:: Point annotation data ::
[START]
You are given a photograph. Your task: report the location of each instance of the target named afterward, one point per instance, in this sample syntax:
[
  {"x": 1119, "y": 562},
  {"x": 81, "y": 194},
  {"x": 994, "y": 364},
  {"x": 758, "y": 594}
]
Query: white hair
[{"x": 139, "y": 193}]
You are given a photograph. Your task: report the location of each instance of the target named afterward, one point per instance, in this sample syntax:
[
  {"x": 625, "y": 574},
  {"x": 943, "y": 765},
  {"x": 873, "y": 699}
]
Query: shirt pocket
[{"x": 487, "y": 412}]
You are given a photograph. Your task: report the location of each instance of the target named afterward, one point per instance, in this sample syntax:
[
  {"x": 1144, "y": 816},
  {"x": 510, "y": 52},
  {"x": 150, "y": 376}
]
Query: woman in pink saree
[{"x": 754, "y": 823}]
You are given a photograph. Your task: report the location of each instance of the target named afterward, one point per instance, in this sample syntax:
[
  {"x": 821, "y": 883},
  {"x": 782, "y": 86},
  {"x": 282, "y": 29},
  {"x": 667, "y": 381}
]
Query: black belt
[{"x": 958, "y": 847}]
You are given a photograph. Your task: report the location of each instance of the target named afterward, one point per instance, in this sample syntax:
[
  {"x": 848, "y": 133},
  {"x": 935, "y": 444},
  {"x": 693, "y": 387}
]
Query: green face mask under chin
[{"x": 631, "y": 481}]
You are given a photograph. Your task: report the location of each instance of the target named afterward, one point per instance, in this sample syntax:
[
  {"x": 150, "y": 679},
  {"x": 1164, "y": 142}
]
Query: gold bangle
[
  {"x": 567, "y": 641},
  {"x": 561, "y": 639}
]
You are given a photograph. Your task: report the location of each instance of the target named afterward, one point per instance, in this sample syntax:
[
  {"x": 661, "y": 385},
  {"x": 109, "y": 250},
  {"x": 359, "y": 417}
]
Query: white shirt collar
[END]
:: TO DO ::
Reproduce all of the data above line for line, changing nothing.

:: RESULT FOR THIS EXERCISE ::
You are given a photograph. Your task: report the location of each instance of the target named afterward, one point per instance, in this sample syntax:
[
  {"x": 1119, "y": 562},
  {"x": 81, "y": 194},
  {"x": 994, "y": 364},
  {"x": 758, "y": 594}
]
Query: white hair
[{"x": 139, "y": 193}]
You are given a photograph. Your task: report the location of each instance of the target named afterward, one point per instance, in this sample syntax:
[
  {"x": 625, "y": 574},
  {"x": 943, "y": 765},
  {"x": 873, "y": 699}
]
Query: shirt pocket
[{"x": 487, "y": 412}]
You are given a photograph. Your task: report the location of each instance of the target named afterward, one point per instance, in this sample syntax:
[
  {"x": 1144, "y": 816},
  {"x": 510, "y": 52},
  {"x": 150, "y": 376}
]
Query: woman in pink saree
[{"x": 754, "y": 823}]
You are given a photograph. Your task: report the location of each instance of the target named afterward, one point per instance, in this sample syntax:
[
  {"x": 821, "y": 883},
  {"x": 782, "y": 86},
  {"x": 282, "y": 29},
  {"x": 667, "y": 381}
]
Query: black belt
[{"x": 958, "y": 847}]
You are given a photograph. Your task: report the location of each instance of the target named afterward, one point per instance, in this sample syntax:
[
  {"x": 848, "y": 133},
  {"x": 935, "y": 444},
  {"x": 693, "y": 387}
]
Query: green face mask under chin
[{"x": 631, "y": 481}]
You are given a photograph. Your task: report the location of each instance of the target named afterward, one point per instance, in this sample syntax:
[
  {"x": 150, "y": 679},
  {"x": 1164, "y": 142}
]
Query: gold bangle
[
  {"x": 567, "y": 641},
  {"x": 561, "y": 639}
]
You are given a photograph. Your task: report the location of each instance of the target named afterward, one point per instance, in this sample syntax:
[
  {"x": 661, "y": 385},
  {"x": 109, "y": 250},
  {"x": 359, "y": 417}
]
Query: white shirt collar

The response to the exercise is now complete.